DOCUMENT:
━━━

Statement by the Minister of Social Development, Mrs Edna Molewa on the occasion of the media briefing to launch the Social Development Month 2010, Protea Hotel (The Ranch), Polokwane

Honourable MEC for Social Development, Mme Miriam Segabutla
Friends and colleagues
Members of the media
Ladies and gentlemen

Good morning everyone, and thank you for coming to the media briefing on the launch of this year's Social Development Month.

We launch the Social Development Month here today, just a few days after the successful national general council (NGC) meeting wherein the African National Congress (ANC) renewed its commitment to provide the strong leadership that South Africans expect.

The ANC committed itself to work together with all South Africans to secure our country's future prosperity. It will continue its pursuit of social solidarity policies and programmes that will contribute to the social contract of building a caring society.

Ladies and gentlemen, October is an important month in the Department of Social Development calendar. We are marking this month in order to highlight the services that the department offers and the extent to which access to these services can be reached by greater numbers of people who up until this day still suffer the indignity of deprivation, poverty and the curse of underdevelopment.

We are marking this month also to ensure that the quality of the services that are on offer are up to the standard that can fulfil the needs of our people and restore their dignity and human rights.

The implementation of our month long programme should serve to raise awareness to all our people of what it is that this department can offer them to accelerate the pace of building socially cohesive and empowered communities.

The success of this programme should therefore be underlined by the extent to which our people demand and receive social services that can enable them to contribute towards a process of empowerment and self reliance.

In his opening address to the NGC meeting, President Jacob Zuma made a clarion call for government to pursue rural development as the major component of poverty eradication. He said that rural development is an idea crying out for urgent realisation and that poverty and human needs were most deeply felt in the rural areas. He observed that any hope for attaining the goal of poverty alleviation would thus depend on development of the rural areas.

As a department whose main objective is to build an integrated system of social development services that improves the quality of life for all people, the Department of Social Development has always been concerned with poverty eradication.

The progress we have made of expanding the social safety net in the last sixteen as demonstrated in the recent country's millennium development goals (MDG) report (2010) has given rise to confidence that absolute poverty can be eradicated.

This realisation, and the knowledge that development continues to bypass so many of our people calls for an even sharper focus of our efforts and to make elimination of poverty our central focus.

In doing so, we will build on our government's success over the last sixteen years. While this success has varied, we have reduced the numbers of people experiencing the worst levels of income poverty significantly and have in fact achieved the MDG target of reducing the number of people living on less than one United States dollar a day.

Most of the achievements in reducing extreme levels of income poverty can be ascribed to government’s comprehensive social protection programme.

We will, therefore, during this month long period work with our communities, to listen and understand what their plight is but importantly to ensure that we unlock that which may serve as an obstacle in meeting their long declared need of emancipation and empowerment.

━━━

GIVEN ENTRIES:
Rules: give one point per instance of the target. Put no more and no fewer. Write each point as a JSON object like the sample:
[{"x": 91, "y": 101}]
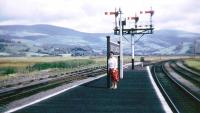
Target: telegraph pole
[{"x": 121, "y": 45}]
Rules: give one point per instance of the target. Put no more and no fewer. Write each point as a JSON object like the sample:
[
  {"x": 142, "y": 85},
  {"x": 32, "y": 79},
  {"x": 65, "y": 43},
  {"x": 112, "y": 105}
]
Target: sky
[{"x": 88, "y": 15}]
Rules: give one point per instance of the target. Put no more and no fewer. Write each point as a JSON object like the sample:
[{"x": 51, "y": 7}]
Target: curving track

━━━

WORK REQUIRED: Reproduce the passage of the minister's statement that begins at "This realisation, and" and continues up to and including "social protection programme.".

SOLUTION:
This realisation, and the knowledge that development continues to bypass so many of our people calls for an even sharper focus of our efforts and to make elimination of poverty our central focus.

In doing so, we will build on our government's success over the last sixteen years. While this success has varied, we have reduced the numbers of people experiencing the worst levels of income poverty significantly and have in fact achieved the MDG target of reducing the number of people living on less than one United States dollar a day.

Most of the achievements in reducing extreme levels of income poverty can be ascribed to government’s comprehensive social protection programme.